### What the task requires
Rewrite the records starting at the line containing "Task: indicate each instance of the white puppy" and ending at the end of the records, replacing "stone wall" with "brick wall" and leaving everything else as it is.

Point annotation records
★ ★ ★
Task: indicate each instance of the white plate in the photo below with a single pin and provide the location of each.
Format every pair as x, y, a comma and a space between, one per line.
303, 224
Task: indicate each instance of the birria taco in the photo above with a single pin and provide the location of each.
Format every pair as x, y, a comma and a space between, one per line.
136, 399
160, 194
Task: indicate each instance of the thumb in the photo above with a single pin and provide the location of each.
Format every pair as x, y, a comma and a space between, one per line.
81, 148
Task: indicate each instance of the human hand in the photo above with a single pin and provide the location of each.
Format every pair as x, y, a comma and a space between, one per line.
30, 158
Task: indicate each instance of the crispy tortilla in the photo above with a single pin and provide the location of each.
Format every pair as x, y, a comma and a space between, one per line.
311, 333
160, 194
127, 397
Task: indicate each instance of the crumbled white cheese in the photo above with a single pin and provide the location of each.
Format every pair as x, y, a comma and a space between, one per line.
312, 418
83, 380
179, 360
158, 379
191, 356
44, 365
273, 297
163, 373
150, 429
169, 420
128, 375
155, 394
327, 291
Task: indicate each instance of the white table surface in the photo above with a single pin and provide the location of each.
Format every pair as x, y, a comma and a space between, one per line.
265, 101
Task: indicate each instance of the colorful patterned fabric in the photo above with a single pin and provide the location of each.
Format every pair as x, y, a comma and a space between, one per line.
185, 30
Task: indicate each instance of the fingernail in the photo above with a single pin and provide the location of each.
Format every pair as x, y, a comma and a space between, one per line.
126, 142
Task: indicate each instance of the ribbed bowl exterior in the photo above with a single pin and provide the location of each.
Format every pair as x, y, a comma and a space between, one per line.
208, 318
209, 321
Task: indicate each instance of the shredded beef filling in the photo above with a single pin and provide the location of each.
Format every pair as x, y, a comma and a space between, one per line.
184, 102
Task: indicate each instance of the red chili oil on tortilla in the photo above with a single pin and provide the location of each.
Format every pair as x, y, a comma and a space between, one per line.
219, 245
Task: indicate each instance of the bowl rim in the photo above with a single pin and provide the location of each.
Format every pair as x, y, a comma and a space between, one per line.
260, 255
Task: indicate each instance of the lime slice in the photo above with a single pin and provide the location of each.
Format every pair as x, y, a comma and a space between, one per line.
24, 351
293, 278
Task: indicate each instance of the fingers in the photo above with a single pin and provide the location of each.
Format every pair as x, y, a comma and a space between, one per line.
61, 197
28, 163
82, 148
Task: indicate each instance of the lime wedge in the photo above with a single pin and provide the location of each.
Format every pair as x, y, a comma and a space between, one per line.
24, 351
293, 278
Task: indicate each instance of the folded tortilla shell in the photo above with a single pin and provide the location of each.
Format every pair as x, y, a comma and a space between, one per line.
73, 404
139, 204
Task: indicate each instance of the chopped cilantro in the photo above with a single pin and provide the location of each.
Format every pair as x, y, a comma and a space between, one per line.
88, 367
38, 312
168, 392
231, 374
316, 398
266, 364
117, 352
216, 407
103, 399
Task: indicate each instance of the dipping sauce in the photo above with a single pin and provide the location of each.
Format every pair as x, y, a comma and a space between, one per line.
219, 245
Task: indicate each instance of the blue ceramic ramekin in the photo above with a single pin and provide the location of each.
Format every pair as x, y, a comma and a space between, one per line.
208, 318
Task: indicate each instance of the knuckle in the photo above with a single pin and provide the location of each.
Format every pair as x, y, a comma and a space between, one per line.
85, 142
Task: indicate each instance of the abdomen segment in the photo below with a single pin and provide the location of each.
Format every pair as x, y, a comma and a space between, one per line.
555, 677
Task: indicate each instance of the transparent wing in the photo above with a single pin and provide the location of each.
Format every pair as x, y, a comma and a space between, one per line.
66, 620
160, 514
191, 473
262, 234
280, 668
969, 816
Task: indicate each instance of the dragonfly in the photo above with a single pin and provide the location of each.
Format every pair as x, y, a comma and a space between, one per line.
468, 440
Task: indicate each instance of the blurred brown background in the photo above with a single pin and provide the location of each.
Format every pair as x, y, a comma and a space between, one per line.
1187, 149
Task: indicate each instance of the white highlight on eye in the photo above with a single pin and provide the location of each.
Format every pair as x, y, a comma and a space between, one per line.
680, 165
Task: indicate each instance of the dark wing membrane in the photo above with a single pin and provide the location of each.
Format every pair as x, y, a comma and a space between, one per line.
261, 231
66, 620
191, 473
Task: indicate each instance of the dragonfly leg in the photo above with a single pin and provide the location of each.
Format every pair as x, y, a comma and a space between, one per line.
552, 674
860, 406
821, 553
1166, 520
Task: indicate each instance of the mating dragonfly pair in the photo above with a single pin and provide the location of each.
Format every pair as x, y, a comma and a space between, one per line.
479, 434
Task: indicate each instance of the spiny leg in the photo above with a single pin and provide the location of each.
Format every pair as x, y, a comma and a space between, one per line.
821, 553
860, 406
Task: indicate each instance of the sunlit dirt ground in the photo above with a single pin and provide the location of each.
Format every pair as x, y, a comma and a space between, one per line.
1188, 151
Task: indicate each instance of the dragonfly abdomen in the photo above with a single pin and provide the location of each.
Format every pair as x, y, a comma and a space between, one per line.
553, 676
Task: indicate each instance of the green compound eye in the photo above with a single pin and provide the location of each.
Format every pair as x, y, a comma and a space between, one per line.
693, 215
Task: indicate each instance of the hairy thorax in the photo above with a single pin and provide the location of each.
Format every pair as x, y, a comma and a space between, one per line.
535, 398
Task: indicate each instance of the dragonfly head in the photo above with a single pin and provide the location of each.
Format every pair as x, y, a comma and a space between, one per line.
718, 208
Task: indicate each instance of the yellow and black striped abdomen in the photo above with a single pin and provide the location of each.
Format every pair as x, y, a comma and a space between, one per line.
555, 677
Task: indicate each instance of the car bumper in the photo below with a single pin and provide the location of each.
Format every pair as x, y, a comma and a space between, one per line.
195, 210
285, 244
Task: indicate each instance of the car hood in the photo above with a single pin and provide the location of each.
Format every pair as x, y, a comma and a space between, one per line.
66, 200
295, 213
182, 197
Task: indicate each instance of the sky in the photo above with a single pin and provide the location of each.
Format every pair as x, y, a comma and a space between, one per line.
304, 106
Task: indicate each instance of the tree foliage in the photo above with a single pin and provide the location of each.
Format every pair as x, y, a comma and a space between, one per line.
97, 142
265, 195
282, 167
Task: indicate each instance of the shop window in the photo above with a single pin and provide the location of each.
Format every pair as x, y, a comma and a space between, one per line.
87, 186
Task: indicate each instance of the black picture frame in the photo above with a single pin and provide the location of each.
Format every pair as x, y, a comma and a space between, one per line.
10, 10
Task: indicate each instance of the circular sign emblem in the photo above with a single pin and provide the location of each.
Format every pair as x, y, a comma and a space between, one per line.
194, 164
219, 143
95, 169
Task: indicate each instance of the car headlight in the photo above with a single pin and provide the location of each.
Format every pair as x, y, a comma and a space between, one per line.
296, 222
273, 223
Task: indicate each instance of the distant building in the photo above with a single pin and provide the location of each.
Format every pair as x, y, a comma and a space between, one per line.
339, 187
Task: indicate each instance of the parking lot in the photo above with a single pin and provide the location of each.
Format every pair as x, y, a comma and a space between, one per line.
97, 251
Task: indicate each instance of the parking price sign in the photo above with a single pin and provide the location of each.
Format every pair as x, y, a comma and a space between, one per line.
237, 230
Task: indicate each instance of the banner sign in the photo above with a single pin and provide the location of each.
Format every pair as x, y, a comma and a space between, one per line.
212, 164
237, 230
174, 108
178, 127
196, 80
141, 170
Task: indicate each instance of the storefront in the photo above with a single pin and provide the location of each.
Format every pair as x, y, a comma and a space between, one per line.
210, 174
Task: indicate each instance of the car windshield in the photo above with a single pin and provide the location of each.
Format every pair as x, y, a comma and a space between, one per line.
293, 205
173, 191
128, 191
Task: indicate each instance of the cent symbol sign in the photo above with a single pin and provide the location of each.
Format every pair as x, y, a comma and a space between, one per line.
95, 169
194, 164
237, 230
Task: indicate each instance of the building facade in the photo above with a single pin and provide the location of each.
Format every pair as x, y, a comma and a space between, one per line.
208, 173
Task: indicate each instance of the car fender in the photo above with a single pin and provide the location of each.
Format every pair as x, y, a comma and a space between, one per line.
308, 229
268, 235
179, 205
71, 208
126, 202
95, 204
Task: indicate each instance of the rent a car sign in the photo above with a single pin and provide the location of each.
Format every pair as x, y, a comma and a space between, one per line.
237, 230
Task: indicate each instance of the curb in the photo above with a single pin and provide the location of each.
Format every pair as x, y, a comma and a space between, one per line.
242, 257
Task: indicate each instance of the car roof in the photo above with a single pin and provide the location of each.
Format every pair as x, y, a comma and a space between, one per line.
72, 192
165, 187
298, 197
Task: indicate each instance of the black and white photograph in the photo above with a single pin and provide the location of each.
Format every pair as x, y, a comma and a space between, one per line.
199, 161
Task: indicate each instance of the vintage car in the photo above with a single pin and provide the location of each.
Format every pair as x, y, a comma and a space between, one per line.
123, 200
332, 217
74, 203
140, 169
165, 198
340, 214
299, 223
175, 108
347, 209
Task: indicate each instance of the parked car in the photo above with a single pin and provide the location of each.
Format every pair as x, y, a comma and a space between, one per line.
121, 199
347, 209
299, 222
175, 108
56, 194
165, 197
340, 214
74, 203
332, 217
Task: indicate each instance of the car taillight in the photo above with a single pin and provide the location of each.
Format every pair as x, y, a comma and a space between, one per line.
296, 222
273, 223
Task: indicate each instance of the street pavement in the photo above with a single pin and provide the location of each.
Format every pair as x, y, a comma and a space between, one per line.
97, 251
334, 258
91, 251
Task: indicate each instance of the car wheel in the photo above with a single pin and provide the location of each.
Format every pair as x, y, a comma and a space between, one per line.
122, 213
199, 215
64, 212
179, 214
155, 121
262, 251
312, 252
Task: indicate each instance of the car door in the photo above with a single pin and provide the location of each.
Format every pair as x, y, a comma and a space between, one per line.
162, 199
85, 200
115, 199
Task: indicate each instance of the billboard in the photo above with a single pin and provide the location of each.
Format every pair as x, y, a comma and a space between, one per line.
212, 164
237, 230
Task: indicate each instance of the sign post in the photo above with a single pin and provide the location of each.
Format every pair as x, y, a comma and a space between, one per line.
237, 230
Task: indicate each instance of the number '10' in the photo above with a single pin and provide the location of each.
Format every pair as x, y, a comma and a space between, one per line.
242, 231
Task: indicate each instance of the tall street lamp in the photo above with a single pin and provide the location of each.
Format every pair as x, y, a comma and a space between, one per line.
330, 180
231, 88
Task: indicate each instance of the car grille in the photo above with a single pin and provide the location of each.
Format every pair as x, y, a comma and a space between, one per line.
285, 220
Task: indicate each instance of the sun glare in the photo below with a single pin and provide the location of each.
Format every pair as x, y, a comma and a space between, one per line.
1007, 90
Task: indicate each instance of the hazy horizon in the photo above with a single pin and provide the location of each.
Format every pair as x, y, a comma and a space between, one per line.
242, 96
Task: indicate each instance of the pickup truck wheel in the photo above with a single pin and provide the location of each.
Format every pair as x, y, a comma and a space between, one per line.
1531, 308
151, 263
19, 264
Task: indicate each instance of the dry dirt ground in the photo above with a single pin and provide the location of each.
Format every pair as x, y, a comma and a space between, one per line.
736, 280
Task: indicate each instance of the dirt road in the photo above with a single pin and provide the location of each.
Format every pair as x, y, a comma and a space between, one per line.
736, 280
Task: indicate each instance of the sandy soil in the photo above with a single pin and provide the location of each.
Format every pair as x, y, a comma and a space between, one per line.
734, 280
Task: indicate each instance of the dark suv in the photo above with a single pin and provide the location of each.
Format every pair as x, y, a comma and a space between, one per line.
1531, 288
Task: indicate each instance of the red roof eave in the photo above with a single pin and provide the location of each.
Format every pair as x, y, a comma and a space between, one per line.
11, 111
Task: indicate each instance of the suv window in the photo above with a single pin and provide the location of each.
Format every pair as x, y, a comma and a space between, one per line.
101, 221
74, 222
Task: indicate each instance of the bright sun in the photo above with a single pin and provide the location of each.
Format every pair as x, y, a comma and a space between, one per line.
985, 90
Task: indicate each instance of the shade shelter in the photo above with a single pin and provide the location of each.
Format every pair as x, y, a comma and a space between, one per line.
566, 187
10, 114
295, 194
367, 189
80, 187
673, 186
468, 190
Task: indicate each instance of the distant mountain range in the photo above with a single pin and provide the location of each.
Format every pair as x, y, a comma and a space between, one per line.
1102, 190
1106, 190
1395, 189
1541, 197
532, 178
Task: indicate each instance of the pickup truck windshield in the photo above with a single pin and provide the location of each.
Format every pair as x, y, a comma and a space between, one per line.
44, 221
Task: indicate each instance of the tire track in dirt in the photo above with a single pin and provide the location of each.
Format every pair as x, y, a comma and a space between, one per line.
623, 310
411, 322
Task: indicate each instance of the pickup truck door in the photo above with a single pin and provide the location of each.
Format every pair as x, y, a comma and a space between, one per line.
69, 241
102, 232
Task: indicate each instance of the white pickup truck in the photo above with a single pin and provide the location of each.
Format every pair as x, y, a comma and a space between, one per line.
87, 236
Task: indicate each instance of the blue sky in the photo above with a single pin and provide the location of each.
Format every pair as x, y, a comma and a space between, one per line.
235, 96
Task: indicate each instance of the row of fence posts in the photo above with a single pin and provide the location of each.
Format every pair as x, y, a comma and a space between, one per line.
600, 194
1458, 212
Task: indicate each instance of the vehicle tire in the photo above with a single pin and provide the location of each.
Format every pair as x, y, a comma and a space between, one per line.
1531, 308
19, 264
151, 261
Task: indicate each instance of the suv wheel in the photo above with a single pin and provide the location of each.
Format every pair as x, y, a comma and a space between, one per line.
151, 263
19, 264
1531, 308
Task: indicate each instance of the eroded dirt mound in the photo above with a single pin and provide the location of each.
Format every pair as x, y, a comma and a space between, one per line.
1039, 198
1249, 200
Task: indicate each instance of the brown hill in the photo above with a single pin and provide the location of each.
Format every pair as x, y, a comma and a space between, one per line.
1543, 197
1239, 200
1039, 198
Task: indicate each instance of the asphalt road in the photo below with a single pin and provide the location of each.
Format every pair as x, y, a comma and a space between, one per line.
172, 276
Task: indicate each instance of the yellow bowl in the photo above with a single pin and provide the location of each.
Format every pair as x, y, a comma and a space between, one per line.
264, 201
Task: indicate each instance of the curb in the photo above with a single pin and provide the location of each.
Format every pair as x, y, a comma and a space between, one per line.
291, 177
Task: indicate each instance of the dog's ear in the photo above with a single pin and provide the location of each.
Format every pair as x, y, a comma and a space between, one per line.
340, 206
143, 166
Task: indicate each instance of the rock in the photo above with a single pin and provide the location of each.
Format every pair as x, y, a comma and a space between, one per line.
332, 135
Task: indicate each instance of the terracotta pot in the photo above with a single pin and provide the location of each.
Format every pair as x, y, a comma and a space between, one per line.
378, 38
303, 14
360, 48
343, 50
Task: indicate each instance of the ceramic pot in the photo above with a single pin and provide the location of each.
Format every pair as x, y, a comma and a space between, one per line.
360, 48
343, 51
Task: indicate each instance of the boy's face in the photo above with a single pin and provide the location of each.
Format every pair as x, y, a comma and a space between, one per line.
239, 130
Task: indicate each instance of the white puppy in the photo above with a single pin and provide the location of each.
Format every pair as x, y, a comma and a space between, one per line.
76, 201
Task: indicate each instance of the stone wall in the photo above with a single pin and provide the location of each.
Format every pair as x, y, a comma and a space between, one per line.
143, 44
★ ★ ★
### Solved exercise
Task: indicate each instance of the white puppy in the photo above with a single pin and provide the location of each.
Format every pair as x, y, a comma and a space between, one per line.
76, 201
Task: indicate each instance of the brick wall in the photo above with a single pin and provide the location of each.
Format every pair as x, y, a comma and a space between, one per line.
143, 44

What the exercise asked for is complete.